##### Extrait de page #####

Cet après-midi du 12 janvier 2010, un séisme de magnitude 7.3 sur l’échelle de Richter a dévasté Port-au-Prince et ses alentours. Au lendemain du sinistre, nombreux sont ceux qui n’ont pas répondu à l’appel. Mais plus nombreux encore sont ceux qui vivent avec des séquelles et des traumatismes occasionnés par cette catastrophe naturelle qui s’est inscrite définitivement dans les annales du temps.

Il est 4h de l’après-midi, le jour commence doucement à décliner et le soleil poursuit sa course pour atteindre l’horizon. Un après-midi comme un autre, somme toute. Non, pas tout à fait. Car avant que le soleil atteigne l’horizon, un grondement sourd provenant des entrailles de la terre se fait entendre partout, et le sol se met à vaciller sous nos pieds. En seulement quelques secondes, la nuit s’abat sur Port-au-Prince et ses environs. Plus rien ne sera comme avant.

Des souvenirs douloureux

Boitillant, le corps endolori car un bloc a heurté sa partie droite, Matilia se dépêche de gagner sa maison à Fontamara. Elle espère que son fils Alan, qui travaille à la rue pavée, a pu rentrer sain et sauf à la maison. Fermant les yeux pendant un cours instant, la sexagénaire hésite à se confier sur ce qui s’est passé en cet après-midi du 12 janvier 2010.

Avec la gorge nouée et des larmes au coin des yeux, Matilia raconte qu’elle est retournée en ville le même soir, sur le lieu de travail du jeune garçon, cherchant autant parmi les vivants que parmi les cadavres qui s’amoncelaient dans les rues de Port-au-Prince ce soir-là: « J’ai cherché mon fils partout mais il me restait encore de l’espoir tant qu’on n’avait pas retrouvé son cadavre ».

Elle observe une pause, le temps de refouler un sanglot et lâche que Alan est resté sous les décombres et qu’elle n’a même pas pu récupérer son corps.

« On m’a dit qu’un mur lui était tombé dessus et ce n’est que plusieurs jours après qu’on a retrouvé le cadavre », précise-t-elle le visage crispé. « À ce moment-là, il ne restait plus grand chose, je n’ai pas pu enterrer mon fils », ne cesse-t-elle de répéter.

#####

(Consignes de l'exercice):
Répondez à ces questions sur l'extrait consacré au séisme de Port-au-Prince :
1. Quelle magnitude le séisme a-t-il atteinte sur l'échelle de Richter ?
2. Dans quel lieu se trouve la maison de Matilia ?
3. Où travaillait son fils Alan ?
Les lignes qui viennent ensuite forment un matériau distinct de l'extrait.

##### Données extraites #####

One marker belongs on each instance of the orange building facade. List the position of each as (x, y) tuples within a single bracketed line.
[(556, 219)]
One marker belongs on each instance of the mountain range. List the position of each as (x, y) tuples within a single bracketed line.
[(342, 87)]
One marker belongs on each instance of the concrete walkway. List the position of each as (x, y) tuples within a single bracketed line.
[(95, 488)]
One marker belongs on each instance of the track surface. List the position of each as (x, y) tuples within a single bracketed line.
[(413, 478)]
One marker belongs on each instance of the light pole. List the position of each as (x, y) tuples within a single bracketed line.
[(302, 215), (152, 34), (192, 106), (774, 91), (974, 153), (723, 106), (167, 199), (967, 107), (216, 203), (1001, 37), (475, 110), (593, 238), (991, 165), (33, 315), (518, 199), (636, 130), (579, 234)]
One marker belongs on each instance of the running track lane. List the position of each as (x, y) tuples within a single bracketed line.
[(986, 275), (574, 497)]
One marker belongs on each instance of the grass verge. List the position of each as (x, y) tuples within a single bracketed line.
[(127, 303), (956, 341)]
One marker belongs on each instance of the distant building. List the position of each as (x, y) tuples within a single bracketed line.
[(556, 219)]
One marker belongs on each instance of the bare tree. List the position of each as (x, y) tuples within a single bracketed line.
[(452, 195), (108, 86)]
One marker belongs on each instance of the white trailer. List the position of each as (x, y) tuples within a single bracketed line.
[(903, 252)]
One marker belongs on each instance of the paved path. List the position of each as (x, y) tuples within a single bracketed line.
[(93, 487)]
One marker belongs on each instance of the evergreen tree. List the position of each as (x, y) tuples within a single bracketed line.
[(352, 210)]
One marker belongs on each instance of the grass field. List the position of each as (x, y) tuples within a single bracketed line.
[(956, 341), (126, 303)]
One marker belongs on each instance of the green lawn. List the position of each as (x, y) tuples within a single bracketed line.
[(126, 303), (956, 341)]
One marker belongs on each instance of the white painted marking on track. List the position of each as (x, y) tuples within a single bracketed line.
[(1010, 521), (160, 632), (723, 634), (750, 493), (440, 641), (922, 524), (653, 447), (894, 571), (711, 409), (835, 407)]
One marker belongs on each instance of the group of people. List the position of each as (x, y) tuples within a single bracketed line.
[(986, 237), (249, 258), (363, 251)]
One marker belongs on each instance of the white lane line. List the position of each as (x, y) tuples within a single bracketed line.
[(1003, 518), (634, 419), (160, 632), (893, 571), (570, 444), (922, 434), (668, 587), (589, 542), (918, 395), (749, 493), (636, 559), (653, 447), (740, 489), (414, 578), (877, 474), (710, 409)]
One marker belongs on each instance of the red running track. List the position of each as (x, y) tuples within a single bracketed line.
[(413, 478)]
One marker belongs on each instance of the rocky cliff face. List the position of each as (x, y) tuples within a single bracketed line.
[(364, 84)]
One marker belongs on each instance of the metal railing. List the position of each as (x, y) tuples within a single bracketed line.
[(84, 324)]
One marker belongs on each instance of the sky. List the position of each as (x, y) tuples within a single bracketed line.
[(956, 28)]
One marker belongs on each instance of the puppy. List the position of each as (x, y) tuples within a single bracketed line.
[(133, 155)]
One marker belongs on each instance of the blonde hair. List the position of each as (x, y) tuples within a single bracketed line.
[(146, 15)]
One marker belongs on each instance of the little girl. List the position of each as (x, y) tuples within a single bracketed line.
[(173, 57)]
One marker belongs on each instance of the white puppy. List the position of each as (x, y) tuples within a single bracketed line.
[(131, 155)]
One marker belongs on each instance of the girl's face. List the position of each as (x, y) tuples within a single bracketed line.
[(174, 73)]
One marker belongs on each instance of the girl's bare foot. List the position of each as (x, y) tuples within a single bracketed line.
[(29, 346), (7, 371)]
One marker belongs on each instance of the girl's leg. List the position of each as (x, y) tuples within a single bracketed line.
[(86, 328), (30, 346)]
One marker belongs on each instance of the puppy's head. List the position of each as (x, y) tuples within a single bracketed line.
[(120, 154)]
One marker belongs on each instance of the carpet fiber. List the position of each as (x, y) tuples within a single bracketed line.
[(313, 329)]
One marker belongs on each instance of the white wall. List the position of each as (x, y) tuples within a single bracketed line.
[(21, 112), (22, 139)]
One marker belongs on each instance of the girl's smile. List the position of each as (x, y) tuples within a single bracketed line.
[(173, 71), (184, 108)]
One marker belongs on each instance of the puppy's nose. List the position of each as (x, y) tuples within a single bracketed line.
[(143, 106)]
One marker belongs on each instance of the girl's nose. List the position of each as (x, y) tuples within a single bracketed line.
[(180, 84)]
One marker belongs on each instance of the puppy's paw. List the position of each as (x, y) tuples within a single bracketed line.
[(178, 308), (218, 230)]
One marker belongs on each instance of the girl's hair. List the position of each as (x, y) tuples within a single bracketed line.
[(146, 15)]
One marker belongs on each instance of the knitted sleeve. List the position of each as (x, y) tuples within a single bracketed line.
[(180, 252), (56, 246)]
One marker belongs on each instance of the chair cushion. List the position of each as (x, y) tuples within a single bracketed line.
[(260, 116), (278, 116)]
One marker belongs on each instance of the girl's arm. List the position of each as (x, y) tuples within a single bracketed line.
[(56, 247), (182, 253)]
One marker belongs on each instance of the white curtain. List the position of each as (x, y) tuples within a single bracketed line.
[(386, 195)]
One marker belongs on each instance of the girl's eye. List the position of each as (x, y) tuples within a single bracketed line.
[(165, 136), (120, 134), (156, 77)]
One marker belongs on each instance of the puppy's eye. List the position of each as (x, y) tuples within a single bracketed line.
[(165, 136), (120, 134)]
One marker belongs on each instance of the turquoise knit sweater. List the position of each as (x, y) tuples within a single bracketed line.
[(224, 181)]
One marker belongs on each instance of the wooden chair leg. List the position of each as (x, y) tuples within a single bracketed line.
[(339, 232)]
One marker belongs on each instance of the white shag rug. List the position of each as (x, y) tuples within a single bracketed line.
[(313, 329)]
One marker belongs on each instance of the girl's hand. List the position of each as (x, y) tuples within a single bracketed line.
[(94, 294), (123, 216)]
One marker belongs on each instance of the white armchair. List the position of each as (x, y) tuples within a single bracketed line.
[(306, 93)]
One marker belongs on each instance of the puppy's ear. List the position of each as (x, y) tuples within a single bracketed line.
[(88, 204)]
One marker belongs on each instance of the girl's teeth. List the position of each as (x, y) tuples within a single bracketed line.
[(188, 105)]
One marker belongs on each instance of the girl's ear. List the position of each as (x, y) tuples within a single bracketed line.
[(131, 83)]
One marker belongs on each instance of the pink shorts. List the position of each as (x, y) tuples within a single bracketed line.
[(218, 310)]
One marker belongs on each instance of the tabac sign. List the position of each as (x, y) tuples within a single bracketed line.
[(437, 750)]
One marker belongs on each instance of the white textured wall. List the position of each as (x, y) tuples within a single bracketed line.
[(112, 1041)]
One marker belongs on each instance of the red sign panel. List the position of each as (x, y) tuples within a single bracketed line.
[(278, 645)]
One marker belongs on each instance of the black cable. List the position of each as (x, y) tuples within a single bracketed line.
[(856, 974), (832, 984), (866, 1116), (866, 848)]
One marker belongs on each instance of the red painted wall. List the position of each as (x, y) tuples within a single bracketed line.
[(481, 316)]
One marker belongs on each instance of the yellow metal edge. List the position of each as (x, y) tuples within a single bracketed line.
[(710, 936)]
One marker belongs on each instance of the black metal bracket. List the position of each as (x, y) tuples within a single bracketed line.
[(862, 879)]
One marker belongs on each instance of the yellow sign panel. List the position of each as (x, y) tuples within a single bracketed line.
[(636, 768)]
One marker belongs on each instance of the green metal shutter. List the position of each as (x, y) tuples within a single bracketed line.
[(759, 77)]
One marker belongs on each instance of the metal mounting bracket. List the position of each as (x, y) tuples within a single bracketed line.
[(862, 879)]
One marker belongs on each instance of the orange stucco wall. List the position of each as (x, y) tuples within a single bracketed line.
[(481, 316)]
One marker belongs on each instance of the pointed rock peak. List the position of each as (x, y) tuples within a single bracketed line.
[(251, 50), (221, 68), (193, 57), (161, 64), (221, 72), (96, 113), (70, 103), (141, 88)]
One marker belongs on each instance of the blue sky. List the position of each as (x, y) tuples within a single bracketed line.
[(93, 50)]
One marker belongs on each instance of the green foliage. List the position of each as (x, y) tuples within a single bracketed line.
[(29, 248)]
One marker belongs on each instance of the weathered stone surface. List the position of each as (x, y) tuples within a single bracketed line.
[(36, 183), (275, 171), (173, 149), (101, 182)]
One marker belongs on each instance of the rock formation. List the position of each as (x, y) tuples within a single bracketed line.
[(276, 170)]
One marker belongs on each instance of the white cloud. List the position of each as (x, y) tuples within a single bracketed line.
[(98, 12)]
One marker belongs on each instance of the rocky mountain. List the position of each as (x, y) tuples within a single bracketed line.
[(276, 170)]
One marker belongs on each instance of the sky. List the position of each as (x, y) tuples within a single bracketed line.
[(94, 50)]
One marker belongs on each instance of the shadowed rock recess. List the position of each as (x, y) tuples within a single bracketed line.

#####

(Tâche réalisée):
1. Le séisme a atteint une magnitude de 7.3 sur l'échelle de Richter.
2. La maison de Matilia se trouve à Fontamara.
3. Alan travaillait à la rue pavée.